◆ How to complete this task ◆
Go through the listing and pick out each line with the word "throughout" in it.

(Material provided)

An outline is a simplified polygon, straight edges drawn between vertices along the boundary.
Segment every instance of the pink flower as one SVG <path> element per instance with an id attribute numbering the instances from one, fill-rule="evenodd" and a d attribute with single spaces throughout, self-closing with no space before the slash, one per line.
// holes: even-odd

(End Material provided)
(Material provided)

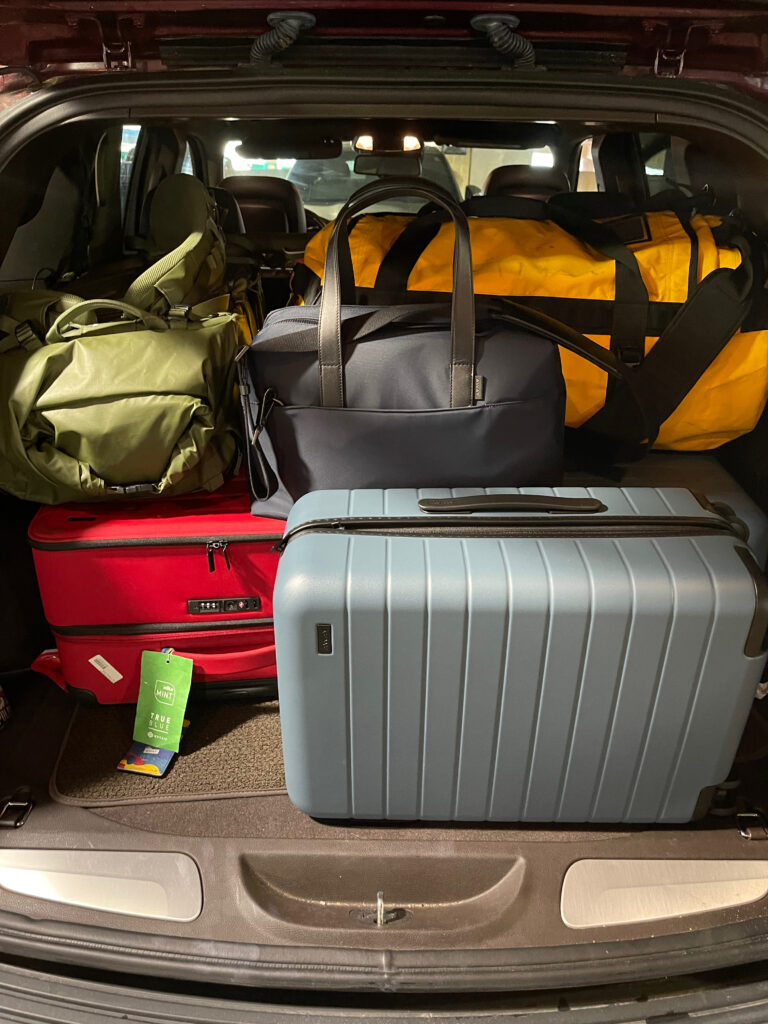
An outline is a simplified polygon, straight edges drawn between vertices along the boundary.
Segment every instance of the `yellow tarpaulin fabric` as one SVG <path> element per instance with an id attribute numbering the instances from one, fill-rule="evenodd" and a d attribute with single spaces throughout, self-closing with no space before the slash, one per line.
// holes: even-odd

(End Material provided)

◆ Solution for this problem ◆
Segment every instance of the pink flower as one SVG <path> element per instance with an id attribute numbering the instances from one, fill-rule="evenodd" and a d attribute with single spaces throughout, self-closing with no space before the slash, one per line.
Segment every instance of the `yellow tarpaulin fabric` as one SVG <path> element per instance with an id attribute numbering the instances from one, fill-rule="evenodd" and a d attribute with single spaces throughout, self-closing with no space before the slash, one per line.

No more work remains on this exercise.